(Saved data entries)
****

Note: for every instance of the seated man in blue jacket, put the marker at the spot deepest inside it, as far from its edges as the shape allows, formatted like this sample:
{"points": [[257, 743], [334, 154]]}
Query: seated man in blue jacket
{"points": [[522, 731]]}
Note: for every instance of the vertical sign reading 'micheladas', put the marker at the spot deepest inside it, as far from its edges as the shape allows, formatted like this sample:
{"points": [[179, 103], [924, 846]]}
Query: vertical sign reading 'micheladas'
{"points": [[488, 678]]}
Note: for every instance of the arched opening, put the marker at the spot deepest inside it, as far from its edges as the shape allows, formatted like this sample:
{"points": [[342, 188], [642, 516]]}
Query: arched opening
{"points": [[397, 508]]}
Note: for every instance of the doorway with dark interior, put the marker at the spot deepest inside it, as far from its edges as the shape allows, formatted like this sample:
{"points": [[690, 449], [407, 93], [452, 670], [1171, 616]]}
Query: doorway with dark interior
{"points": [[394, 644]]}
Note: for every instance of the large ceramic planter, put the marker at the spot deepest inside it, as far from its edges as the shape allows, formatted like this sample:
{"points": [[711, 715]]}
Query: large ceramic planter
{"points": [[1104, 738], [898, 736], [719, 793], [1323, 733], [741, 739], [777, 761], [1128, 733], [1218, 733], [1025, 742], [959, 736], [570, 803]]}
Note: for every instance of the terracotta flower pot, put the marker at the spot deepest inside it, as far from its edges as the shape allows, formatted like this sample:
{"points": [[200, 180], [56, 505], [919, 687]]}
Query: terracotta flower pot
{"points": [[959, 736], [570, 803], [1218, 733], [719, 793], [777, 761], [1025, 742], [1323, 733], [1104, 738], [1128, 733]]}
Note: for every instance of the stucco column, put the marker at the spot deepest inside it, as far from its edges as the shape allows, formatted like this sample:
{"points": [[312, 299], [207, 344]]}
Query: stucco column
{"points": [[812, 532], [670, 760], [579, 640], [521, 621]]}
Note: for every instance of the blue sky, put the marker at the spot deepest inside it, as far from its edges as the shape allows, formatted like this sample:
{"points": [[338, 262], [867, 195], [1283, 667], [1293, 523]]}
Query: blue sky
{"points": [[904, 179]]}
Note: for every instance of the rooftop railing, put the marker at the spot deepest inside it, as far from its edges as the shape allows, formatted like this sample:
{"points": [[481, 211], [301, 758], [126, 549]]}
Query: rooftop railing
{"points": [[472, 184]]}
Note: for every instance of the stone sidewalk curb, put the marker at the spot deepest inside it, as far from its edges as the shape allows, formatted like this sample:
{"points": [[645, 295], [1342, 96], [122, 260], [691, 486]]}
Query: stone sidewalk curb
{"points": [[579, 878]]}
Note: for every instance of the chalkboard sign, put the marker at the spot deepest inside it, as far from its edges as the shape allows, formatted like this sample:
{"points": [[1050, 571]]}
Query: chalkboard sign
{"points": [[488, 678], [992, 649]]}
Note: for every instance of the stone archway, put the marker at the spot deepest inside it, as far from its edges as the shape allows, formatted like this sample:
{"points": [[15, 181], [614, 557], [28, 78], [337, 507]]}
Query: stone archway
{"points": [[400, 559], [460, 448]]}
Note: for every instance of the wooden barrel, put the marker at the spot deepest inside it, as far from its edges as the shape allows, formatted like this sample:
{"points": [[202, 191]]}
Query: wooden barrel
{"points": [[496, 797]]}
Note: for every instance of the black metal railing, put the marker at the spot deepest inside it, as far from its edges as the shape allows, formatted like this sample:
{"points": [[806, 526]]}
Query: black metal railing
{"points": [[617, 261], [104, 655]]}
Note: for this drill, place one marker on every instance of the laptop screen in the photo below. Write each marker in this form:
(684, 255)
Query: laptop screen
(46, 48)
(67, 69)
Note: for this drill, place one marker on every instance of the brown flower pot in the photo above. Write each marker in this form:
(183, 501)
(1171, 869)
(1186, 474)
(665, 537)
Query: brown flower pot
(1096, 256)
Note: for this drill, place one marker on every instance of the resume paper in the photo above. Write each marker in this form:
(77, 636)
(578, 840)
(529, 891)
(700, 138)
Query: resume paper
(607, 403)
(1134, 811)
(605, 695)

****

→ Your goal:
In the records above, locate each line with the word "place". Copy all such lines.

→ Problem solution:
Note: for this drill, place one marker on every instance of the laptop screen in the photo below. Write each marker in this form:
Note: for this drill, place one marker on every instance of the brown flower pot in the photo above. Write each marker in this form:
Note: for this drill, place one marker on every instance of the resume paper in the photo above. Write each marker in this form:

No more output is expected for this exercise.